__Extract provided__:
[start]
That after announcements, PW.2 got a telephone call from his farm manager (PW.3) that one of the workers had been discovered dead in the house. That because of the earlier threats, PW.2 concluded that the deceased must have been killed by the accused persons. He reported to Pallisa Police. The Police and a doctor visited the scene and a postmortem was performed on the deceased’s body. At the scene the accused persons who shared a compound with the deceased told PW.2 that the deceased died of poison. They stopped PW.2 and others to look at the body. That Okweny A.3 told PW.2 that “my cousin died of poison do not touch him.”

PW.2 further testified that at 3:00 a.m that night the farm manager Okiria Sam (PW.3) and the three accused persons went to his home. He asked what the problem was. The manager said the accused asked him to escort them to PW.2’s home. The three accused told him that they were sorry to have killed the old man. They asked PW.2 to make effort to prevent examination of the dead body. For doing that the accused offered 1.5 million which PW.2 refused. That the money was similar to what he paid the deceased for land. He had paid the deceased 1.7 million. That PW.2 promised to settle the matter the next day but after the postmortem the three accused were arrested. As they were led away, they wailed on top of their voices that- “Pedun has brought us problems.” Pedun is a sister to the mother of Emuron Silver A.2 and Asama Julius A.1.
[end]
__Tasks for this exercise__:
A – Answer these questions from the testimony extract:
(i) Who called PW.2 to report that one of the workers had been discovered dead in the house?
(ii) How much money did the three accused offer PW.2 to prevent examination of the dead body?
(iii) What did the three accused wail as they were led away?
B – Write the passage that follows the court testimony about the worker's death, starting after its final sentence.

__Information given__:
[start]
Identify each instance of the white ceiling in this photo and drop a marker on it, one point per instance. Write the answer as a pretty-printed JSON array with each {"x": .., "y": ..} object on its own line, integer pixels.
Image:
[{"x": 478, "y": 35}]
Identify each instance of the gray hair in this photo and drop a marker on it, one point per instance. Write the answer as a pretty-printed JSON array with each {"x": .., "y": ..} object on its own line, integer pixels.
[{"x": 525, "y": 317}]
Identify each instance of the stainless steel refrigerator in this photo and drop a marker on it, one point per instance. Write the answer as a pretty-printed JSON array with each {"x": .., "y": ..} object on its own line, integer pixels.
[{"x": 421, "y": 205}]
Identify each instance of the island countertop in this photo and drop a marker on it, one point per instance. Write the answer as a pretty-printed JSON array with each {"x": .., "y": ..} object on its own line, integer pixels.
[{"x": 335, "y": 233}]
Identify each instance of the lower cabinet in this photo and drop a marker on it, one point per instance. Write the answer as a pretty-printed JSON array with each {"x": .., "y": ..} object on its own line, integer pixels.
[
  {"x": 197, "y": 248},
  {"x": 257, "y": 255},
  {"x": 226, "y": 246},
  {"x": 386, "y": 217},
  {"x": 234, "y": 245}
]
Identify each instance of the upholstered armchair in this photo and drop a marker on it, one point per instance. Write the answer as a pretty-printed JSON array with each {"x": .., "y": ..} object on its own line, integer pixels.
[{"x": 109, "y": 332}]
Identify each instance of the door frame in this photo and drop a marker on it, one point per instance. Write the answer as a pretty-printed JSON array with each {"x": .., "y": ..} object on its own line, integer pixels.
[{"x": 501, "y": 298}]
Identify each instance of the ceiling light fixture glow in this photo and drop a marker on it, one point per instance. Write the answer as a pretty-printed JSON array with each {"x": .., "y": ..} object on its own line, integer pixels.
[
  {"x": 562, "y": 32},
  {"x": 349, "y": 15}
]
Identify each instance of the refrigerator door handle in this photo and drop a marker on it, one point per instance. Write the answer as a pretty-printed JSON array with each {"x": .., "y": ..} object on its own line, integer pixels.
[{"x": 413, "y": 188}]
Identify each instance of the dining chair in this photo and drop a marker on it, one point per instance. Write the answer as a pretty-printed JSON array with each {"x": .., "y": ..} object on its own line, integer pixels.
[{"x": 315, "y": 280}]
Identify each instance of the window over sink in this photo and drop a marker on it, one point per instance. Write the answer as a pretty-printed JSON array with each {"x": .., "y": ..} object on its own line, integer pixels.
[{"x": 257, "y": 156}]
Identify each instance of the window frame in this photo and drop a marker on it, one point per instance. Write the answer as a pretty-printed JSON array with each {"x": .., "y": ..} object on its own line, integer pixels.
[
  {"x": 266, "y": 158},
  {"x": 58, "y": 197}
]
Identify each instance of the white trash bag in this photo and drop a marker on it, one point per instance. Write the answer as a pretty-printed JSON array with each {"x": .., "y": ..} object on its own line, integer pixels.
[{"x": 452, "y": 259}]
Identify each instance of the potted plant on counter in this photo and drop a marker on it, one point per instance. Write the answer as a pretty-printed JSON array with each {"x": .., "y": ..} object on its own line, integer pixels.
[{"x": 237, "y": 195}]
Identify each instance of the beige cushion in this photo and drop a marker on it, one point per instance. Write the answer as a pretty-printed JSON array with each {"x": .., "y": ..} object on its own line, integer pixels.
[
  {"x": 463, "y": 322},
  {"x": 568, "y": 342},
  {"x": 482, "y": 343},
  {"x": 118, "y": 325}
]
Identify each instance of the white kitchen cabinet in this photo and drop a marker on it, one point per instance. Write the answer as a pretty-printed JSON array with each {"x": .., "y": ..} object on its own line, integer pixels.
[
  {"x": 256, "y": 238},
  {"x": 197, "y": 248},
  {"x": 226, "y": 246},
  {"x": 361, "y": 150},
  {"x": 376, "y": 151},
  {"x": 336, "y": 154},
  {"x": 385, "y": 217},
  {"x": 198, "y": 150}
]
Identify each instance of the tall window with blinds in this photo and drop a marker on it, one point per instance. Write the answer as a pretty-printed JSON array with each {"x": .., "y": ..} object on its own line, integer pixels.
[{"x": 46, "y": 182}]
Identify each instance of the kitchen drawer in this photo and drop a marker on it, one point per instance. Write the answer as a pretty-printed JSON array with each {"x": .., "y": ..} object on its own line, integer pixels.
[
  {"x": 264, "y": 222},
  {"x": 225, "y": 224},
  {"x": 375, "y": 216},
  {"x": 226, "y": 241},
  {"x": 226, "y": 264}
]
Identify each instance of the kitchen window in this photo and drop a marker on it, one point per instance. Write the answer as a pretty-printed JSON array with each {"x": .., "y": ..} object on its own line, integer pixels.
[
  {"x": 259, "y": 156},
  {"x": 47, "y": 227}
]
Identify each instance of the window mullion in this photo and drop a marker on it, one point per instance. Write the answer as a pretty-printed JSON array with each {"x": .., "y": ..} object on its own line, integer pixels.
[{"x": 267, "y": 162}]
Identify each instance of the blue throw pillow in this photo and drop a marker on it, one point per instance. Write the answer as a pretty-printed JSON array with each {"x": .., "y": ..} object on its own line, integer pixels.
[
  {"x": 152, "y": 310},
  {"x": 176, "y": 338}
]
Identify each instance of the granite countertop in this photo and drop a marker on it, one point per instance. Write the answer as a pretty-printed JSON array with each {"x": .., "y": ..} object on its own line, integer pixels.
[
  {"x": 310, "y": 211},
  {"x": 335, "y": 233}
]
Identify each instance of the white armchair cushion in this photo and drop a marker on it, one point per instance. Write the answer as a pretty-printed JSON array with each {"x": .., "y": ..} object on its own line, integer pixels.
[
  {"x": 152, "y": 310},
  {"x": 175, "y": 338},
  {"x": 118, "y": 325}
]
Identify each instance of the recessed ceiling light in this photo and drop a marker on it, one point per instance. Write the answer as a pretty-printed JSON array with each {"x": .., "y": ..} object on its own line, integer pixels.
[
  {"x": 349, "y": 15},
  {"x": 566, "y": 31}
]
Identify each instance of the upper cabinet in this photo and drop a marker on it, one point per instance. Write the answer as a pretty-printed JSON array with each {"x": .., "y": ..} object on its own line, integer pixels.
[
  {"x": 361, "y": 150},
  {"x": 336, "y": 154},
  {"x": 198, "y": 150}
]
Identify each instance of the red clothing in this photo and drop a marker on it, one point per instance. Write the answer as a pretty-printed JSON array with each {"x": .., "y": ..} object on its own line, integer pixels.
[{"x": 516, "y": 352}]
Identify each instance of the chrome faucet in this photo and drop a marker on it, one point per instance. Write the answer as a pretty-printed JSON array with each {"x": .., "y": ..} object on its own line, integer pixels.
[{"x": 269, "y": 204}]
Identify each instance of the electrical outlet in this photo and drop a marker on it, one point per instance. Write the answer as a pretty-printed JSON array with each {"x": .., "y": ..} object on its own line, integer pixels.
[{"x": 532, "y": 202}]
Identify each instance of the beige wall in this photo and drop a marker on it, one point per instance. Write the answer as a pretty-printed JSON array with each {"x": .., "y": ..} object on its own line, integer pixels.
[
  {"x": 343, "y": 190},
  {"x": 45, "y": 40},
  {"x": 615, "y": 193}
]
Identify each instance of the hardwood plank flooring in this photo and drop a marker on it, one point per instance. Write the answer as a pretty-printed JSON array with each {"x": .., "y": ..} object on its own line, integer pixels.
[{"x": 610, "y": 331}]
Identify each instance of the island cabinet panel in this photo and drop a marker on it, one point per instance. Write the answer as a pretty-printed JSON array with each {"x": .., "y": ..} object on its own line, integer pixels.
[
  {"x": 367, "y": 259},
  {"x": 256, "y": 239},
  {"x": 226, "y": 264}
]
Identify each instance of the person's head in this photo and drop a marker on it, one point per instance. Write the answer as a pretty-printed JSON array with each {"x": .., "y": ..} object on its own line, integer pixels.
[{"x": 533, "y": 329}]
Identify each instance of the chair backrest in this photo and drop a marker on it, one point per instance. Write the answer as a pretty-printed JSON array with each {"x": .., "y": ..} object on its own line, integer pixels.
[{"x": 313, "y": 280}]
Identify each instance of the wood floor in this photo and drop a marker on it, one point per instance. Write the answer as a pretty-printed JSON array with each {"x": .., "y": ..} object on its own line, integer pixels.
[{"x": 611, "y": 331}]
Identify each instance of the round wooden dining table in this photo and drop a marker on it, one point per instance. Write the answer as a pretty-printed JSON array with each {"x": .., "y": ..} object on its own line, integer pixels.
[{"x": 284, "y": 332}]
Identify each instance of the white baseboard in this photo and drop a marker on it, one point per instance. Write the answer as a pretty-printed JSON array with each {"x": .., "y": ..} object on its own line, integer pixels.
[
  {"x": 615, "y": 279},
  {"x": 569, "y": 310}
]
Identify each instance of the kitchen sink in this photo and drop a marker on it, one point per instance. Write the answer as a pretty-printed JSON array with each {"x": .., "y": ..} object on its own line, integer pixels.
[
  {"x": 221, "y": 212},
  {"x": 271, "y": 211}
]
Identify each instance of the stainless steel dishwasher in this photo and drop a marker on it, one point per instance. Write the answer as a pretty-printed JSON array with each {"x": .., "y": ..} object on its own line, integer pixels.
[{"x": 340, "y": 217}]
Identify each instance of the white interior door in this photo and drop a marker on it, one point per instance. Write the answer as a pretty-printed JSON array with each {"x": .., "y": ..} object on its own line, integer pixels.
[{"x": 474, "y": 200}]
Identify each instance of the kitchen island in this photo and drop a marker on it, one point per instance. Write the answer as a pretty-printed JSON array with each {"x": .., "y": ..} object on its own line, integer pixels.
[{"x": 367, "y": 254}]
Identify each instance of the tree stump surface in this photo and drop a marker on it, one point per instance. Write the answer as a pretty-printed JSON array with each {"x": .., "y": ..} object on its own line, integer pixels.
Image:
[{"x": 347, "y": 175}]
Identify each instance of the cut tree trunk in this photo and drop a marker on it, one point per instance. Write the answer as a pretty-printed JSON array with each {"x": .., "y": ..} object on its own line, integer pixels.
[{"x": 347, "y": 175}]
[end]
__Responses for each task__:
A –
(i) His farm manager, PW.3 (Okiria Sam).
(ii) 1.5 million.
(iii) "Pedun has brought us problems."

B –
Finally PW.2 testified that potential witnesses were being threatened for example Senabulya, Ochole told him that they cannot leave their families.

PW.3 Okiria Sam told court that he is a Farm Manager for PW.2’s farm. That on 4.6.09 at 2:00 p.m he left the deceased alive. The next day 5th he went to the deceased’s home and asked where he was. He asked the three accused persons who lived with him. They said the deceased left home early but they did not know where he went. PW.3 went to the farm but came back at midday looking for the deceased but did not get him. That at 6:30 p.m PW.3 went to a drinking place where villagers gather in the evening. He saw Okweny A.3 come to the chairman. He reported that the deceased had been found dead. The chairman left for the deceased’s home. PW.3 followed him and indeed found the deceased dead. The body was in the house covered. That the three accused persons and LC.I told him he died of poison but he did not believe the story because as his worker, he could have told him if he had a problem. PW.3 was not told who poisoned the deceased.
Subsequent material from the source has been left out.